Set problem 1:
Translate this sentence from the GO Zone text into Spanish: "Together, Morgan Keegan and Regions Bank can offer a borrower a single point of contact for a GO Zone debt offering."
Set problem 2:
Reproduce the entries word for word, from the line containing "Target = red hood" up to and including the final line of the entries.

Supplied text:
+++

Rebuilding the Gulf States with Special Financing Provisions


  • The Gulf Opportunity Zone Act (GO Zone) of 2005 was signed into law by President Bush on Dec. 21, 2005 and establishes tax incentives and bond provisions to support the rebuilding of local and regional economies in the Gulf states that were devastated by the hurricanes of 2005.

  • GO Zone bonds present a unique opportunity for private business owners and corporations to borrow capital through very favorable tax-exempt financing to acquire, construct, reconstruct or renovate non-residential real property, qualified residential rental projects, and public utility property in the affected areas.

  • Previously tax-exempt bond issues have been restricted to governmental agencies or not-for-profit organizations. In an unprecedented move by Congress, the restrictions on tax-exempt debt have been raised to allow businesses and corporations this unique advantage for a limited time.

  • The GO Zone encompasses 20 parishes in Louisiana, approximately 50 counties in Mississippi, and 11 counties in western and southern Alabama.

  • Interest on GO Zone bonds is exempt from both federal and state income taxes, therefore the interest rate is lower than through conventional financing, historically saving a borrower 1.50% to 2.0%. Also, the borrower is typically accessing the debt capital markets at the short end of the yield curve where interest rates are usually at their lowest.

  • Alternatively, GO Zone businesses have the opportunity to take accelerated depreciation in lieu of using the tax-exempt financing option. Depreciation is taken during the first year equal to 50% of the cost of new capital investments.

  • Requirements for tax-exempt debt issues:

    • 95% or more of net proceeds are used for "qualified project costs" in the Zone

    • Bonds must be designated by the State as qualified

    • Bonds must be issued by Dec. 31, 2010

    • Election for depreciation benefit expires at the end of the 2008 calendar year.

  • Each state will have a designated amount that may be raised through
    GO Zone bond issues (Louisiana $7.9 billion; Alabama $2.1 billion;
    Mississippi $ 4.8 billion).

    • Tax-exempt election expires at end of calendar year 2010.

    • Election for depreciation benefit expires at end of 2008 calendar year.

Advantages of Using Regions Bank and Morgan Keegan for GO Zone Financing

Together, Morgan Keegan and Regions Bank can offer a borrower a single point of contact for a GO Zone debt offering.

Morgan Keegan's bond professionals have extensive experience in the structuring, negotiation and remarketing of tax-exempt securities for our municipal, not-for-profit and corporate clients. Over the past five years, Morgan Keegan has consistently been ranked the No. 1 underwriter of tax-exempt bonds in Louisiana, Alabama and Mississippi. As the 11th largest underwriter of tax-exempt bonds nationwide, Morgan Keegan's investment banking expertise and strong distribution network are unmatched in the region.

+++

Dataset rows:
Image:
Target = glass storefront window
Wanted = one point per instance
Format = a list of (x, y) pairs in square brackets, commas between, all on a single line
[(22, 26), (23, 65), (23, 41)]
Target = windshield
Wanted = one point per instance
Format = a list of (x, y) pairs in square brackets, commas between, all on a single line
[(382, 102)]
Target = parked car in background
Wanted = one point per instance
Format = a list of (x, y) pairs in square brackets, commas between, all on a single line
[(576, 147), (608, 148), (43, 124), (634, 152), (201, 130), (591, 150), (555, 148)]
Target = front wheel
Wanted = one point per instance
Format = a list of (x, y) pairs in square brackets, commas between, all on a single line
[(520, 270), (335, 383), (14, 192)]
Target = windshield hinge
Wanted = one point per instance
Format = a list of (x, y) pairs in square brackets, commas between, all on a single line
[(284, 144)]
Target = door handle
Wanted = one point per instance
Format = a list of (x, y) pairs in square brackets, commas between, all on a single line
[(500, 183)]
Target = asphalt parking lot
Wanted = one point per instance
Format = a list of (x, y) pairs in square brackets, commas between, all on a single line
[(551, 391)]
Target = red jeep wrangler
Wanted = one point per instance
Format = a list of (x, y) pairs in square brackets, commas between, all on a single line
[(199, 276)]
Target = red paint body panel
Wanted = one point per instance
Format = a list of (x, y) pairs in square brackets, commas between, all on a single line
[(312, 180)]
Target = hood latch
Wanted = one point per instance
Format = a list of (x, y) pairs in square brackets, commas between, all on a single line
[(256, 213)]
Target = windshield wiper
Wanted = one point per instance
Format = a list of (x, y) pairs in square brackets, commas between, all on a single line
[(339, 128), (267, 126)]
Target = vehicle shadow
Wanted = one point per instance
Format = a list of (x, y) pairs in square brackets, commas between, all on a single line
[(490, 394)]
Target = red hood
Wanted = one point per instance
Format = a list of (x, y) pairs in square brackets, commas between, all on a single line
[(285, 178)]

+++

Exercise output 1:
Juntos, Morgan Keegan y Regions Bank pueden ofrecer a un prestatario un único punto de contacto para una emisión de deuda de la GO Zone.

Exercise output 2:
Target = red hood
Wanted = one point per instance
Format = a list of (x, y) pairs in square brackets, commas between, all on a single line
[(285, 178)]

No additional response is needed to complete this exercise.